- **GIVEN PROBLEM**:
Rewrite the data as a JSON list of strings, one string per line with blank lines omitted, starting at the line containing "Locate the grassy" and continuing up to and including the last line of the data.

________

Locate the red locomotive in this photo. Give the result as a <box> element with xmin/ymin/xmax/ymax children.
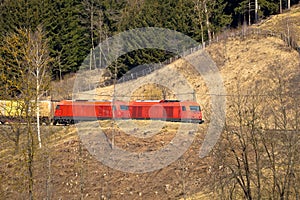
<box><xmin>53</xmin><ymin>100</ymin><xmax>203</xmax><ymax>125</ymax></box>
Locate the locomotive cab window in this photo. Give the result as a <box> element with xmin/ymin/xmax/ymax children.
<box><xmin>190</xmin><ymin>106</ymin><xmax>200</xmax><ymax>111</ymax></box>
<box><xmin>120</xmin><ymin>105</ymin><xmax>128</xmax><ymax>110</ymax></box>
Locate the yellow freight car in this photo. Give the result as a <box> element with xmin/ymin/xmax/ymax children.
<box><xmin>0</xmin><ymin>100</ymin><xmax>58</xmax><ymax>124</ymax></box>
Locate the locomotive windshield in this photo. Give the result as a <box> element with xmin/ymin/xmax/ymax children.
<box><xmin>190</xmin><ymin>106</ymin><xmax>200</xmax><ymax>111</ymax></box>
<box><xmin>120</xmin><ymin>105</ymin><xmax>128</xmax><ymax>110</ymax></box>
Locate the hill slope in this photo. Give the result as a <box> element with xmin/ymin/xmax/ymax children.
<box><xmin>0</xmin><ymin>5</ymin><xmax>300</xmax><ymax>199</ymax></box>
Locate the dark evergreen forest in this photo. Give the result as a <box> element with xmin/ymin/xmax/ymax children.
<box><xmin>0</xmin><ymin>0</ymin><xmax>299</xmax><ymax>79</ymax></box>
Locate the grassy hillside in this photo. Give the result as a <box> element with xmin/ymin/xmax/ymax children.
<box><xmin>0</xmin><ymin>7</ymin><xmax>300</xmax><ymax>199</ymax></box>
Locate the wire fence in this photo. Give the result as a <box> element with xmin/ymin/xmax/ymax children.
<box><xmin>106</xmin><ymin>27</ymin><xmax>300</xmax><ymax>86</ymax></box>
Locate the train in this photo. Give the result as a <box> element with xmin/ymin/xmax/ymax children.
<box><xmin>0</xmin><ymin>100</ymin><xmax>60</xmax><ymax>125</ymax></box>
<box><xmin>0</xmin><ymin>100</ymin><xmax>204</xmax><ymax>125</ymax></box>
<box><xmin>53</xmin><ymin>100</ymin><xmax>204</xmax><ymax>125</ymax></box>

________

- **WRITTEN ANSWER**:
[
  "Locate the grassy hillside in this photo. Give the result as a <box> element with xmin/ymin/xmax/ymax children.",
  "<box><xmin>0</xmin><ymin>7</ymin><xmax>300</xmax><ymax>199</ymax></box>",
  "Locate the wire fence in this photo. Give the result as a <box> element with xmin/ymin/xmax/ymax children.",
  "<box><xmin>106</xmin><ymin>27</ymin><xmax>300</xmax><ymax>86</ymax></box>",
  "Locate the train in this photo. Give the result as a <box> element with xmin/ymin/xmax/ymax children.",
  "<box><xmin>0</xmin><ymin>100</ymin><xmax>60</xmax><ymax>125</ymax></box>",
  "<box><xmin>0</xmin><ymin>100</ymin><xmax>204</xmax><ymax>125</ymax></box>",
  "<box><xmin>53</xmin><ymin>100</ymin><xmax>204</xmax><ymax>125</ymax></box>"
]